> **PASSAGE TO READ**:
--*--
The country has the equivalent of $172 million of bonds due by the end of 2016, according to data compiled by Bloomberg.

The government talked with investment banks in June about a possible sale of dollar bonds and an additional $700 million of local currency debt to help fund spending on rail, roads and power infrastructure.

Nineteen new mines began operating in the country in 2011, the most starts for at least three years, Otgonbat told a Mongolia investment forum in Hong Kong yesterday. India, Japan and Germany have expressed interest this year in helping Mongolia start mining rare-earth metals, he said.

Tugrik Bonds

Mongolia overtook Australia as the leading supplier of coking coal to China in the first half of the year and export volumes across the whole economy are on course to jump 65 percent this year, Trade and Development Bank of Mongolia president Randolph Koppa told the forum in Hong Kong.

The Finance Ministry has sold $150 million of tugrik- denominated securities over the past three months, Koppa said. The nation’s foreign debt to gross domestic product ratio is at 50 percent, he said.
--*--
> **DATA SUPPLIED**:
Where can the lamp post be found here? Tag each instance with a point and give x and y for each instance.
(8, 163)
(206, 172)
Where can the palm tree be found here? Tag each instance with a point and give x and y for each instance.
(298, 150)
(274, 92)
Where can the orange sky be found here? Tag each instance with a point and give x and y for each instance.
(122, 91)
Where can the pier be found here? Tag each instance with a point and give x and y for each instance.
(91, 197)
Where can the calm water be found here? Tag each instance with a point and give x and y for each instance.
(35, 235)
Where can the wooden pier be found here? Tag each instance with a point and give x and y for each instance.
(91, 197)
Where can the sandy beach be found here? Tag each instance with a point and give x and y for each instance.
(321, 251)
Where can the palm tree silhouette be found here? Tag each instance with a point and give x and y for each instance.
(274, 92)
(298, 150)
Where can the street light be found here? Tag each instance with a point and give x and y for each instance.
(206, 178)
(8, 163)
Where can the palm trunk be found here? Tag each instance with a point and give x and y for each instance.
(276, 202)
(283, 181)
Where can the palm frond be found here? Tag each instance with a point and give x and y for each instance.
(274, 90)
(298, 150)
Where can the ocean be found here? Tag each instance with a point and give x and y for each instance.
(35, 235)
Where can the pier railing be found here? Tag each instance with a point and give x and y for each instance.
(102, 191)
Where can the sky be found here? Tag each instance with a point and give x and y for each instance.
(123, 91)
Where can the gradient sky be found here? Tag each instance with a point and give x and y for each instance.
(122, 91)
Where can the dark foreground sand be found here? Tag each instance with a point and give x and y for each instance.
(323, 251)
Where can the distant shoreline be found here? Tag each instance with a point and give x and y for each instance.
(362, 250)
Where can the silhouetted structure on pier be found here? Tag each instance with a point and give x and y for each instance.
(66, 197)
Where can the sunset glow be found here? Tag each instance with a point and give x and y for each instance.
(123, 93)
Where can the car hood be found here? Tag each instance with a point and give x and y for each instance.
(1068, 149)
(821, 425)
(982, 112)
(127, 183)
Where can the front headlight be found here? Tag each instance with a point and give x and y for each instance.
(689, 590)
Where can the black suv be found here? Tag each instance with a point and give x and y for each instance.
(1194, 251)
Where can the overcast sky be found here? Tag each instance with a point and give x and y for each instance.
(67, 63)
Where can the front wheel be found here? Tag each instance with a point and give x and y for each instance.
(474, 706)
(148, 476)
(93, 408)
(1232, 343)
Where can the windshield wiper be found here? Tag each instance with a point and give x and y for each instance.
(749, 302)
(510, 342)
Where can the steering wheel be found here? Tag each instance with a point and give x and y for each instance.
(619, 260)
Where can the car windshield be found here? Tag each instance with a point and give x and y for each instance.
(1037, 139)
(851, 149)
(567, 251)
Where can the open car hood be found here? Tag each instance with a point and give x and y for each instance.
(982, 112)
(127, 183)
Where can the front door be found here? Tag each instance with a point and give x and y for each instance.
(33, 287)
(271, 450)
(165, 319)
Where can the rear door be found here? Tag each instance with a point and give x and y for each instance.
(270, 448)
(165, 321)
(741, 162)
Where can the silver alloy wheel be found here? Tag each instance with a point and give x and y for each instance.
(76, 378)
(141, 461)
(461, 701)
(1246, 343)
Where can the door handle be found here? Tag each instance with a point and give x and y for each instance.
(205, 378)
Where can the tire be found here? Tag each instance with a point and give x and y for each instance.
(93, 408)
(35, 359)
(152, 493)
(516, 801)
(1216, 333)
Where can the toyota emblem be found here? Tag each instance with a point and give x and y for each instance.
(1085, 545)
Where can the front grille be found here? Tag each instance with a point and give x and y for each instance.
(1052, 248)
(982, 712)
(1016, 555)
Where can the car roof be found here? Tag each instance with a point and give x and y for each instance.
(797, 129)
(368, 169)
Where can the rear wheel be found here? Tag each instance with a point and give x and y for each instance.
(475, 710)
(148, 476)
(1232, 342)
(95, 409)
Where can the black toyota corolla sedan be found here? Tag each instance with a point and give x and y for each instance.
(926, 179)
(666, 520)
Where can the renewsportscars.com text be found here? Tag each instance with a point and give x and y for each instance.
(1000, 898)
--*--
> **CHALLENGE A**: In the passage on Mongolia's economy, how many new mines began operating in the country in 2011?
> **CHALLENGE B**: Extract the part of the Mongolia passage from "The country has" up to and including "and power infrastructure.".

> **CORRECT OUTPUT A**: Nineteen

> **CORRECT OUTPUT B**:
The country has the equivalent of $172 million of bonds due by the end of 2016, according to data compiled by Bloomberg.

The government talked with investment banks in June about a possible sale of dollar bonds and an additional $700 million of local currency debt to help fund spending on rail, roads and power infrastructure.